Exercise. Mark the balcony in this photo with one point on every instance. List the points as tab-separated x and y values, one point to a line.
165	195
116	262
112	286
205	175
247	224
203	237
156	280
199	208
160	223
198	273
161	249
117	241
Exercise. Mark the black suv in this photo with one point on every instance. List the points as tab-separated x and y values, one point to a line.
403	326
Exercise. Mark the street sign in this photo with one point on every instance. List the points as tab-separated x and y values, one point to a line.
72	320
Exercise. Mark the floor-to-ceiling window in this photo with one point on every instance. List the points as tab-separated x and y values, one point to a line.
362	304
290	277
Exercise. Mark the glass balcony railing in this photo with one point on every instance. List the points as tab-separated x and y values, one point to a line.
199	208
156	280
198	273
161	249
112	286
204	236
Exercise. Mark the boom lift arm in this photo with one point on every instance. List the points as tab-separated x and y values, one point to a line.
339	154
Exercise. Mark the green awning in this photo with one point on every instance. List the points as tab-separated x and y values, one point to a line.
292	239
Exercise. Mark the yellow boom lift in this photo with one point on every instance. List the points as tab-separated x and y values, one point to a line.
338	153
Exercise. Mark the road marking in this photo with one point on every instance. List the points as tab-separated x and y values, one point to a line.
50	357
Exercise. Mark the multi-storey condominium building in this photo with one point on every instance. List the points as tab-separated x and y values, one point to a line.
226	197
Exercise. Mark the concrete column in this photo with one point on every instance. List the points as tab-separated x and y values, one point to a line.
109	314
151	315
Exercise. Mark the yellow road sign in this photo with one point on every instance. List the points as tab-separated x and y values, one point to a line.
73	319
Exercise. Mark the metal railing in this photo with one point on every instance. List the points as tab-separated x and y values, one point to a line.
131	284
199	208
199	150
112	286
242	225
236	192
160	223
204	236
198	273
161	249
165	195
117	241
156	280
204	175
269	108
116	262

## TASK TO COMPLETE:
Your response should consist solely of the lines from the one that holds "Exercise. Mark the road" through the end of the listing above, reproduced exactly.

## WRITTEN RESPONSE:
Exercise. Mark the road marking in this photo with one point on every instance. List the points as tab-separated x and y values, one point to a line.
50	357
Exercise. Mark the multi-storey condominium building in this photo with one point on every instance. List the points as tab-separated x and y values, one point to a line.
226	197
Exercise. Mark the concrete column in this photo with one point on every instance. List the points as tab-separated x and y values, one point to a line.
109	314
151	315
Exercise. Mark the yellow road sign in this photo with one point on every instance. List the points as tab-separated x and y values, one point to a line.
73	319
Exercise. Mark the metal railing in this photo with one point on every instance. List the points as tab-separated x and y values, one point to a line.
131	284
199	208
199	150
112	286
242	225
236	192
160	223
204	236
198	273
161	249
165	195
117	241
156	280
204	175
269	108
116	262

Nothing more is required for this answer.